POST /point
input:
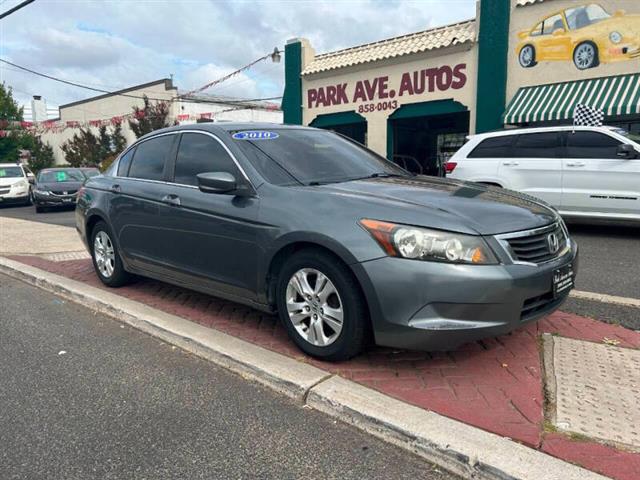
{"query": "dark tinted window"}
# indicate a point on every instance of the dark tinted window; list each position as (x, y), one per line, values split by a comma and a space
(200, 153)
(536, 145)
(148, 161)
(591, 145)
(317, 156)
(494, 147)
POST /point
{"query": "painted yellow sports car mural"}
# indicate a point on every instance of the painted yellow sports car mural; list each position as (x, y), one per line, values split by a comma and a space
(586, 34)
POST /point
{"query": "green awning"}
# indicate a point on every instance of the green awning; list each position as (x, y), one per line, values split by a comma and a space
(617, 95)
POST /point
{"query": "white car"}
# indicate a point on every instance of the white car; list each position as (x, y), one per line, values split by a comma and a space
(582, 171)
(15, 184)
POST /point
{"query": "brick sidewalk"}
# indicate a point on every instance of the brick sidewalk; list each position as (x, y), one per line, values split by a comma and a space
(494, 384)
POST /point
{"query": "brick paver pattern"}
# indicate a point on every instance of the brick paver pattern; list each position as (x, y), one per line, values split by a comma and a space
(494, 384)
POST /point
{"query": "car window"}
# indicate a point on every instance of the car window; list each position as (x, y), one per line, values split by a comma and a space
(583, 144)
(552, 24)
(319, 156)
(199, 153)
(11, 172)
(124, 163)
(494, 147)
(59, 176)
(536, 145)
(148, 160)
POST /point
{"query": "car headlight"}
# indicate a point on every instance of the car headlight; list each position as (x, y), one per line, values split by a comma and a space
(418, 243)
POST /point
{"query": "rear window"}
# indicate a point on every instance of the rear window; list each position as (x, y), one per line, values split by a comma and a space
(493, 147)
(148, 161)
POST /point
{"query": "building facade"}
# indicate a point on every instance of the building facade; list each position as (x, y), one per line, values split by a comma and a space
(415, 98)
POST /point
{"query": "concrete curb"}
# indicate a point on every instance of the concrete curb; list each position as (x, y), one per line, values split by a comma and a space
(456, 446)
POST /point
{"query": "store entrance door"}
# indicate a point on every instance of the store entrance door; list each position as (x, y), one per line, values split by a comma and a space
(425, 136)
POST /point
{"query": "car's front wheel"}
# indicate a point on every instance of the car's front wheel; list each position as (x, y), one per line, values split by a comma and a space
(321, 306)
(585, 56)
(527, 56)
(106, 259)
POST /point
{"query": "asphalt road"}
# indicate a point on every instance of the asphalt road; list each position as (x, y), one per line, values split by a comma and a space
(83, 396)
(609, 263)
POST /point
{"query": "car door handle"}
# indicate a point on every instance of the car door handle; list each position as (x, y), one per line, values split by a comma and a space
(171, 199)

-*-

## Task to carry out:
Repeat the records above exactly, leaving out any pictures they contain.

## Response for this exercise:
POST /point
input:
{"query": "dark tinted window"}
# indicate a point on every instance of the dark tinted window; list each position as (x, y), one per line, values split by a comma and a space
(200, 153)
(536, 145)
(148, 161)
(591, 145)
(317, 156)
(494, 147)
POST /point
{"query": "painted yellow sports car mural"}
# indicate a point on every instance of the painted yellow sports car mural; list each position as (x, y), one per line, values split by a comma and a space
(586, 34)
POST /point
{"query": "green awning"}
# indicate a point on every instance of the green awning; list each position as (x, y), one per line, values split by a comma and a space
(617, 95)
POST /point
{"query": "white car"}
# indicate a point on every instance of the white car; list each position as (x, y), one per line, values split by a comma and a space
(582, 171)
(15, 184)
POST /point
{"query": "brick sidewalk"}
# indicate a point on every instance of the brick sidewalk; list each position as (x, y), one per line, values split by a comma and a space
(494, 384)
POST /point
{"query": "brick paver pattern"}
# indicate a point on every instance of the brick paver pattern; list each position as (x, y), one per line, values split by a comma and a space
(494, 384)
POST /point
{"query": "car window"}
# indicate a point on every instance of the car window; list each position as (x, y), one per line, values split by a comma and a space
(583, 144)
(552, 24)
(319, 156)
(199, 153)
(11, 172)
(124, 163)
(494, 147)
(59, 176)
(536, 145)
(148, 160)
POST /point
{"query": "car headlight"}
# indicate a point on every instance of the car headlight; list each position as (x, y), one per line, values split by a comma and a space
(418, 243)
POST /point
{"query": "rear window"}
# indicate a point on every instance of the rear window; list each position as (x, y), one per line, values split by a comma and a space
(493, 147)
(148, 161)
POST /point
{"query": "building facade"}
# indicate a point on every instance of the building facade; list each position as (x, y), one per line, values split by a comma and a space
(415, 98)
POST /point
{"query": "concrete curb"}
# indicate a point on every instance of the concrete curb; list each position as (x, y), one per line, values split by a comma and a space
(456, 446)
POST /point
{"query": "store entrance door"}
# indicate a point on every instance of the store entrance door; list each position as (x, y), one per line, values split by a comma and a space
(425, 136)
POST /point
{"query": "car's front wheel"}
# indicate a point on every instance of the car's front wheel; list each position as (x, y), one per line, values split by a comma and a space
(321, 306)
(585, 56)
(527, 56)
(106, 259)
POST /point
{"query": "asphalt road"}
# indicate a point on every instance of the asphalt road; list each position as (x, y), one per line, values split by a comma and a space
(83, 396)
(609, 263)
POST /point
{"query": "car door handle"}
# indicate a point on every instance of the car door handle; list each position as (x, y), one per line, values split by a comma and a space
(171, 199)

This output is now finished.